*EXERCISE BRIEF*. From the line containing "Need: a point for each instance of the cloudy" onward, every line of the entries is to be set down exactly, the last line included.

--- DATA UNDER STUDY Enclosed Below ---

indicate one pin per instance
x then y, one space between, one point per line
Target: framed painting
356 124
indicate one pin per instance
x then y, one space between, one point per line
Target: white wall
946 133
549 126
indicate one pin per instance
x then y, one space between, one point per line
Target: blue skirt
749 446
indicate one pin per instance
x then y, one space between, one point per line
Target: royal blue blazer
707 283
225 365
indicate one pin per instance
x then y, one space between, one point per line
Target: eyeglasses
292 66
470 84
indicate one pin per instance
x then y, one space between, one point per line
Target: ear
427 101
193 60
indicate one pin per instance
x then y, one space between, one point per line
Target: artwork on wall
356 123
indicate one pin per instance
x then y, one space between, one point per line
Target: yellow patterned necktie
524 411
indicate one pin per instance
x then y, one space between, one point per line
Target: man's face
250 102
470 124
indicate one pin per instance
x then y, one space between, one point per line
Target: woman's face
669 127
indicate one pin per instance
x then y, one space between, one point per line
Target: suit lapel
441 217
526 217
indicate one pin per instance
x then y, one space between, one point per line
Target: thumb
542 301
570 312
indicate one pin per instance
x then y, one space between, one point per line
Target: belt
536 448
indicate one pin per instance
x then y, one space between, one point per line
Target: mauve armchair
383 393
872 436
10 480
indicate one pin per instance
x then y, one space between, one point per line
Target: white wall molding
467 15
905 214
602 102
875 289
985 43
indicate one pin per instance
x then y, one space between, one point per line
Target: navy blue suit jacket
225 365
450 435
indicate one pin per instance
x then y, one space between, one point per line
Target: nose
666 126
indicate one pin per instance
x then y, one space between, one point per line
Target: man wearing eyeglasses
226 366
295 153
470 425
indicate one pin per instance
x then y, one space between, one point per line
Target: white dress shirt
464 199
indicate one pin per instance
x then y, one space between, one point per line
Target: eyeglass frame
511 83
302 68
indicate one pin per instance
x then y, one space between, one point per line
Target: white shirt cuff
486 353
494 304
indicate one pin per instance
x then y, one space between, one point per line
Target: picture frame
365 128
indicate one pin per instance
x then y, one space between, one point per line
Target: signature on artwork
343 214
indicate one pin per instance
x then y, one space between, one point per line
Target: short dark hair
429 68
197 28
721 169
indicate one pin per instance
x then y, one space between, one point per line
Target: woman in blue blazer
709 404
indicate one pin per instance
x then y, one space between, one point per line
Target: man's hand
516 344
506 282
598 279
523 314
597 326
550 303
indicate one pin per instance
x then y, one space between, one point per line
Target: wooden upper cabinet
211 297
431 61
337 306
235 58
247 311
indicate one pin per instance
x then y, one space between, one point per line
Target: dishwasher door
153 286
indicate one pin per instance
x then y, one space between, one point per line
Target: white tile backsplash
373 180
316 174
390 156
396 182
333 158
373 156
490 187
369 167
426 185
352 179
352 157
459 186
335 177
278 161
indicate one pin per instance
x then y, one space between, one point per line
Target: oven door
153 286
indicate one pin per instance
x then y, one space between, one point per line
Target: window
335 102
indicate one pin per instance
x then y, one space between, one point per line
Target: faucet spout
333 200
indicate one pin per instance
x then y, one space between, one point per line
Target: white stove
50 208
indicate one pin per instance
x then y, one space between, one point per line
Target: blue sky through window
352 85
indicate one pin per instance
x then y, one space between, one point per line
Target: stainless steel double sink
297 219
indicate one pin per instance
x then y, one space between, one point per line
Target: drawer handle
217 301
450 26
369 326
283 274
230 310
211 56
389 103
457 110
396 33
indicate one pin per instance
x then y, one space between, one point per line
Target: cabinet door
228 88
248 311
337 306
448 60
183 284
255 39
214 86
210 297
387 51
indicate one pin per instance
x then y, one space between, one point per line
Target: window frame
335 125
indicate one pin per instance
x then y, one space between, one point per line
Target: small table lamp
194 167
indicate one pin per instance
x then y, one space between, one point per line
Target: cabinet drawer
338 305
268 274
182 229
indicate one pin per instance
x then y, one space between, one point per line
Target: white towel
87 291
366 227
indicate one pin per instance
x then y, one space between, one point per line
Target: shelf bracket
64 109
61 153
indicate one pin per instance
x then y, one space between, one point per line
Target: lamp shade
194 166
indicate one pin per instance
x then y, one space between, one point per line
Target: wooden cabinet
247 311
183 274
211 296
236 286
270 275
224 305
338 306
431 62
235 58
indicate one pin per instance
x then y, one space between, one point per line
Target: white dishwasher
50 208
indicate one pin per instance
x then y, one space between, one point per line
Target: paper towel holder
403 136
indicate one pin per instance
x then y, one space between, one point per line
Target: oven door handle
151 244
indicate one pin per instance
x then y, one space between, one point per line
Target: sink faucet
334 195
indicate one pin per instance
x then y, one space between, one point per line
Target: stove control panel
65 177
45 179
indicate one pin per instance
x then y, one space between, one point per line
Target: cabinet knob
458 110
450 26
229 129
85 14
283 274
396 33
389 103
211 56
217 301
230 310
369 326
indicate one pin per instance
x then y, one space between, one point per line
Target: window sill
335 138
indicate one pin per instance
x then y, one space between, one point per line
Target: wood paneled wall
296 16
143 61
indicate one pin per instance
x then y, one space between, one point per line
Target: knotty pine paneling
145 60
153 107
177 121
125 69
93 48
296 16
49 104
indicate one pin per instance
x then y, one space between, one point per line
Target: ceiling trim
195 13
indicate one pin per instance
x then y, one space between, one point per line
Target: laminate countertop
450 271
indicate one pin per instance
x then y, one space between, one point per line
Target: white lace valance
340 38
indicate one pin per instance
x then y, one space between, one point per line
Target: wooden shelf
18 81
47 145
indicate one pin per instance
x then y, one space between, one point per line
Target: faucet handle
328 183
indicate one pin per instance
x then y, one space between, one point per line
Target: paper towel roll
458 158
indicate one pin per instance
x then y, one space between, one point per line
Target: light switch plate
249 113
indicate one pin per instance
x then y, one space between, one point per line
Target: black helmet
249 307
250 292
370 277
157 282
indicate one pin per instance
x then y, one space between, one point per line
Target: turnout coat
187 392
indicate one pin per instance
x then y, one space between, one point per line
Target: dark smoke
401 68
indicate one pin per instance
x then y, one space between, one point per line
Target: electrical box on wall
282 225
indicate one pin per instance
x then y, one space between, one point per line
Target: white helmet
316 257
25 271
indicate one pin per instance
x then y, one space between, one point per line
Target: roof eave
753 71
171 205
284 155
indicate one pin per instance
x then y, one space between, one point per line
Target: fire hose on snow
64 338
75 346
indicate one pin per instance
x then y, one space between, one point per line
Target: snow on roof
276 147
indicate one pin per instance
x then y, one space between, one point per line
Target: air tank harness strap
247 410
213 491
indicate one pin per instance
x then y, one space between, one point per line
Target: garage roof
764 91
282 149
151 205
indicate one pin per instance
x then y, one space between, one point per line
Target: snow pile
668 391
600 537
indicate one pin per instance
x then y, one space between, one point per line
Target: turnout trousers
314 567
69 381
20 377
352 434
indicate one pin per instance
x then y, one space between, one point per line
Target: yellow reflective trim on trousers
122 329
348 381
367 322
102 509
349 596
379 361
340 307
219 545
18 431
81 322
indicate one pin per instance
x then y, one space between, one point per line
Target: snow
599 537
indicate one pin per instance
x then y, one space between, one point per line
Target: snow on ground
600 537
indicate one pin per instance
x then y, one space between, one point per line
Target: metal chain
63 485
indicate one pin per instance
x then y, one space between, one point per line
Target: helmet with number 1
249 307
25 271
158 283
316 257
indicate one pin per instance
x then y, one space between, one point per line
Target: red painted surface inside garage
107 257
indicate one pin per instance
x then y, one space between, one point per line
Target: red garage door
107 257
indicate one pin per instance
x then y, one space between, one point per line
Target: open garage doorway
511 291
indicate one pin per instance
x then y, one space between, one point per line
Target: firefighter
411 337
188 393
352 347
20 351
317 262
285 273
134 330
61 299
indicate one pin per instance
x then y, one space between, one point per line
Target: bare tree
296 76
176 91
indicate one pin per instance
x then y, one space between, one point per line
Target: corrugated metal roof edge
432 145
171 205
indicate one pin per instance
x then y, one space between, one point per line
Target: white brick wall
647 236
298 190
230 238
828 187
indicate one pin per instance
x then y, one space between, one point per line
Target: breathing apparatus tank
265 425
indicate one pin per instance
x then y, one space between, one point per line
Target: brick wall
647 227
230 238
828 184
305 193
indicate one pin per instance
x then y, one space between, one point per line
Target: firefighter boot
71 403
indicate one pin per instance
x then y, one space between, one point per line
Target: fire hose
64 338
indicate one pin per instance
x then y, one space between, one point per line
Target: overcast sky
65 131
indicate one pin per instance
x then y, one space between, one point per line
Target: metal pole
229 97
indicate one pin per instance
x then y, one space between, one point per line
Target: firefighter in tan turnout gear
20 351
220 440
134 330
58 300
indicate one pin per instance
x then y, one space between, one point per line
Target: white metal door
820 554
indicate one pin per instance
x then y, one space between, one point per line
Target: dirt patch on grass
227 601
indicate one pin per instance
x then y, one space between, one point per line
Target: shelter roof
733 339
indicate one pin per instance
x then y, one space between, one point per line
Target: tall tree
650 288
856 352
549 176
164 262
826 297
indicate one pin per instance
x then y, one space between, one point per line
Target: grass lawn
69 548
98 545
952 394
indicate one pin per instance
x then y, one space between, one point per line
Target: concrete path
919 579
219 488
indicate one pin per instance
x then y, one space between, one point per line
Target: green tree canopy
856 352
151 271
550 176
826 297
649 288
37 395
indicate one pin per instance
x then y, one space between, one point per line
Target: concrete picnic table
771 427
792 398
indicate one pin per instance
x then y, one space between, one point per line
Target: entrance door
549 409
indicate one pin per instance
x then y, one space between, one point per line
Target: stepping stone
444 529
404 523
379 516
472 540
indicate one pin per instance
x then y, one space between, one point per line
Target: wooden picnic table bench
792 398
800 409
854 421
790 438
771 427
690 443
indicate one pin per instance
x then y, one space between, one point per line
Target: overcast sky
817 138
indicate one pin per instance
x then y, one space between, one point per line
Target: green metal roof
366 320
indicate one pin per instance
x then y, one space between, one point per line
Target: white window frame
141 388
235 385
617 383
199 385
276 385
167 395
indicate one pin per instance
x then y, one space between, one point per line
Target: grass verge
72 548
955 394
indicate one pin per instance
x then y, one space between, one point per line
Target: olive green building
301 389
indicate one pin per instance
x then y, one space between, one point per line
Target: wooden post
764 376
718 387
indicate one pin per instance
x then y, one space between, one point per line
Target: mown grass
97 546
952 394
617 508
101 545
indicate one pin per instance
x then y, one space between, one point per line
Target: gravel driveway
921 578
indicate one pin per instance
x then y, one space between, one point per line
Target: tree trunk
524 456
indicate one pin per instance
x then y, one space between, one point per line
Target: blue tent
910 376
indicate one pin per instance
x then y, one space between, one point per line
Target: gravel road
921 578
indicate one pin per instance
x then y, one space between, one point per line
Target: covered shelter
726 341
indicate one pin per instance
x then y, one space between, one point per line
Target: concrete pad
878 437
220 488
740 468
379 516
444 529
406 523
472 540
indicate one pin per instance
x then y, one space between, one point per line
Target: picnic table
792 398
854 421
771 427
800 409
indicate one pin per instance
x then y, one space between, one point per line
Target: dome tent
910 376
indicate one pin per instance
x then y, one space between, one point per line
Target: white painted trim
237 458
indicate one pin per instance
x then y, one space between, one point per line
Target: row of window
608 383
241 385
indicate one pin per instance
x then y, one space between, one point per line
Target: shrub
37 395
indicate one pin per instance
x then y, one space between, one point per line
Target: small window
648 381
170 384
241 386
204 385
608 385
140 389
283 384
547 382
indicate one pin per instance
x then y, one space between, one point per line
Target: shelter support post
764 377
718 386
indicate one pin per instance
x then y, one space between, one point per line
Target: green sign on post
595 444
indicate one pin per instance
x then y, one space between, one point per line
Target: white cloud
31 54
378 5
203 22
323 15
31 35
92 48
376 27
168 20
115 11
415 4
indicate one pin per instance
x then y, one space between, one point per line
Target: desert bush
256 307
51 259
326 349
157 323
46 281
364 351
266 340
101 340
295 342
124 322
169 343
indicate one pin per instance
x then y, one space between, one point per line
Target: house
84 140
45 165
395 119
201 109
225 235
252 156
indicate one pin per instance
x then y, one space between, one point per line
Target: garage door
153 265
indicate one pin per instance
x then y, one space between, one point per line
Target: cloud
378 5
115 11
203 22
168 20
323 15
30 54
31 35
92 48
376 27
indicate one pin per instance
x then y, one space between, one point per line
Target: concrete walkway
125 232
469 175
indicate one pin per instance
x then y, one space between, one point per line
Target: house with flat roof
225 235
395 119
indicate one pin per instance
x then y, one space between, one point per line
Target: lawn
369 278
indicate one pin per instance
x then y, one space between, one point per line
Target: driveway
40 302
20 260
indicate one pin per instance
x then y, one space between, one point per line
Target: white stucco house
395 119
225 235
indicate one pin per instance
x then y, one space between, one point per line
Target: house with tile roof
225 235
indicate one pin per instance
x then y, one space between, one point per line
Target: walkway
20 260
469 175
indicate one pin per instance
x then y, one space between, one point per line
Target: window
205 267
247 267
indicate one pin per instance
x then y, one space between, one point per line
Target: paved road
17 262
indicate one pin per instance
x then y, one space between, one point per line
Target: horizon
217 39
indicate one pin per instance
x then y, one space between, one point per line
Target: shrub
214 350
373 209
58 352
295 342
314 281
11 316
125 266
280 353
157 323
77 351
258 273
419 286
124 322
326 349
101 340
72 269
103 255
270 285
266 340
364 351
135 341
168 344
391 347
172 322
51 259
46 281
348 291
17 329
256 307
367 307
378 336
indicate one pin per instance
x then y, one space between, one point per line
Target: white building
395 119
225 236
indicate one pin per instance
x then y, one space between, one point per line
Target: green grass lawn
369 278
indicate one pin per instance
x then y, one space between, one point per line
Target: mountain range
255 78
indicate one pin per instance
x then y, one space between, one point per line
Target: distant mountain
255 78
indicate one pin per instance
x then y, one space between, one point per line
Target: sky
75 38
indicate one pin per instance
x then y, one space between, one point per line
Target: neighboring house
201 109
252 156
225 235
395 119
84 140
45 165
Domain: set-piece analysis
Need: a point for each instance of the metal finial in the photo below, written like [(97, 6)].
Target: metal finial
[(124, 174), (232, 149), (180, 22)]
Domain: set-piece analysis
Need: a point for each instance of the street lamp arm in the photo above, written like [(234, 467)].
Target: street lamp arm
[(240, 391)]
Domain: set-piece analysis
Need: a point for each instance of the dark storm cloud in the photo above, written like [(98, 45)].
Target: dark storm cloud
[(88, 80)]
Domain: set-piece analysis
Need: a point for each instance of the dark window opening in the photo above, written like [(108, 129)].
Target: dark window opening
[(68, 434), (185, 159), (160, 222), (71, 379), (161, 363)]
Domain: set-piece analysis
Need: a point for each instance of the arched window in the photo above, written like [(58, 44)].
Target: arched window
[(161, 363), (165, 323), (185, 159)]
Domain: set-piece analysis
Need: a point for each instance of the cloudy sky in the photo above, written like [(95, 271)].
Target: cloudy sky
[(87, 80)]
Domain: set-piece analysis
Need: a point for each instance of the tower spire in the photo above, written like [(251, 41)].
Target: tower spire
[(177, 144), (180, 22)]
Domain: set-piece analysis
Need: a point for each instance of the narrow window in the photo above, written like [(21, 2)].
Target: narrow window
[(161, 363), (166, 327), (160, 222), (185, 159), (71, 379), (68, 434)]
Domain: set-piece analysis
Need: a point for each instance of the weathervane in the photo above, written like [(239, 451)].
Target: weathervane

--- End of Enclosed DATA UNDER STUDY ---

*TASK OUTPUT*.
Need: a point for each instance of the cloudy sky in the photo above, written like [(95, 271)].
Target: cloudy sky
[(87, 80)]
Domain: set-piece analysis
Need: a point for each instance of the tower spire in the photo above, written like [(251, 41)].
Target: tower spire
[(177, 144), (180, 22)]
Domain: set-piece analysis
Need: a point for each instance of the narrow window in the photo above, written like [(21, 2)].
Target: narrow window
[(161, 363), (166, 327), (160, 222), (185, 159), (71, 379), (68, 434)]
Domain: set-piece analysis
Need: a point for each instance of the weathervane in the photo above, written like [(239, 451)].
Target: weathervane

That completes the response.